◆ Folgendes bearbeiten:
a) Schreiben Sie aus dem Interview mit Oliver Welke die Passage wörtlich ab, die mit den Worten „Luerweg: Es geht“ beginnt und nach den Worten „musste draußen bleiben?“ endet.
b) Fassen Sie den Absatz aus dem Interview mit Oliver Welke, der mit „Welke: Ich habe mich mit dem Kollegen Wischmeyer“ beginnt, in höchstens drei Sätzen zusammen, ohne die wesentlichen Fakten wegzulassen.

◆ Textauszug:
____
Oliver Welke hat sich als Sportmoderator einen Namen gemacht und räumt mit der Comedysendung "heute-show" im ZDF einen Preis nach dem anderen ab. Jetzt hat er mit Dietmar Wischmeyer ein neues Buch mit fiktiven Promigeschichten veröffentlicht: "Frank Bsirske macht Urlaub auf Krk - Deutsche Helden privat".

Die Fragen stellte Susanne Luerweg | 28.01.2013
    Susanne Luerweg: Herr Welke, Sie haben zusammen mit Dietmar Wischmeyer ein Buch geschrieben mit dem wunderbar verschwurbelten Titel: "Frank Bsirske macht Urlaub auf Krk". Jetzt waren Sie kürzlich in der NDR-Talkshow zu sehen und der eine Moderator hatte schon ernsthafte Probleme mit dem Titel. Er hat Krk für eine lustige Abkürzung gehalten. Haben Sie da das erste Mal gedacht: Das ist wirklich ein bescheuerter Titel. Das hätten wir besser machen sollen?

    Oliver Welke: Da habe ich mich kurz erschrocken, als Kai Pflaume, nennen wir es doch beim Namen, gedacht hat, es wäre eine Abkürzung. Für was auch immer?! "Frank Bsirske macht Urlaub auf einer Abkürzung", da habe ich auch gedacht: Vielleicht war es ein Hauch zu sperrig. Aber wir stehen dazu, wir wollten ja einen Hinguckertitel, wir wollten einen Titel der nachdenklich macht, der Fragen aufwirft, die wir zum Teil selber nicht beantworten können und der Teil der Plans ist schon mal aufgegangen.

    Luerweg: Es geht um deutsche Helden privat in dem Buch. Und die deutschen Helden, das sind in erster Linie deutsche Politiker. Wie haben Sie da ausgewählt: Wer durfte rein ins Buch, wer musste draußen bleiben?

    Welke: Ich habe mich mit dem Kollegen Wischmeyer so geeinigt, dass es keinen Sinn macht das wirklich zu zweit zu schreiben. Wir haben einfach erst Mal eine Liste erstellt und die dann aufgeteilt und jeder hat seine Kapitel geschrieben. Bei unserer ersten Konferenz haben wir erst mal eine Riesenliste zusammengestellt von 100 Leuten oder noch mehr und haben dann beim Schreiben aber festgestellt, dass manche Prominente sich schlicht nicht eignen. Da macht es nicht mal Spaß sich ein Privatleben vorzustellen, weil die einfach gar keine Angriffsfläche bieten, um das hässliche Adjektiv langweilig zu vermeiden.

    Luerweg: Das Problem bei solchen Geschichten ist ja, dass die sich schnell überholen: Die Wulffs sind getrennt, in ihrem Buch sind die noch zusammen und ich glaube Steinbrück hat noch nicht richtig gesagt: "Ich bin Kanzlerkandidat" in dem Buch. Und das ein oder andere funktioniert nicht mehr ganz. Muss man damit leben?
____
◆ Einträge:
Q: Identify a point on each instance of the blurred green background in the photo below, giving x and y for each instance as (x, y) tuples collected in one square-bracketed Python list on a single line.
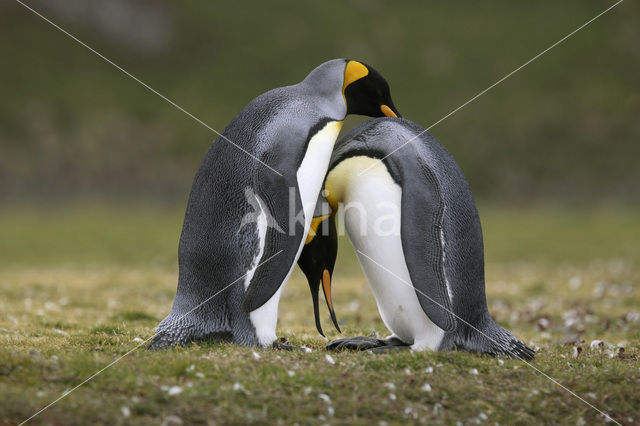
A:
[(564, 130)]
____
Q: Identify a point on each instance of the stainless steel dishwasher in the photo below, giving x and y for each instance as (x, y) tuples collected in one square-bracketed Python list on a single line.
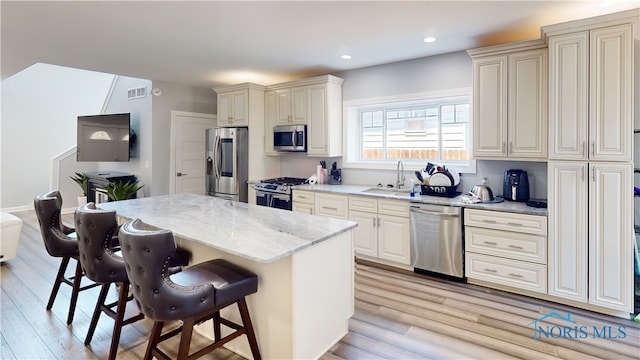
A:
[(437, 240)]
____
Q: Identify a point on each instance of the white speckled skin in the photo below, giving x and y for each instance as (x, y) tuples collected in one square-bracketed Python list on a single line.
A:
____
◆ Schriftliche Antworten:
a)
Luerweg: Es geht um deutsche Helden privat in dem Buch. Und die deutschen Helden, das sind in erster Linie deutsche Politiker. Wie haben Sie da ausgewählt: Wer durfte rein ins Buch, wer musste draußen bleiben?

b) Welke und Wischmeyer hielten es für sinnlos, das Buch gemeinsam zu schreiben, und teilten stattdessen eine Liste auf, sodass jeder seine eigenen Kapitel verfasste. Bei ihrer ersten Konferenz hatten sie eine Liste mit 100 oder mehr Leuten erstellt. Beim Schreiben merkten sie jedoch, dass sich manche Prominente nicht eignen, weil sie keine Angriffsfläche bieten und es keinen Spaß macht, sich ihr Privatleben vorzustellen.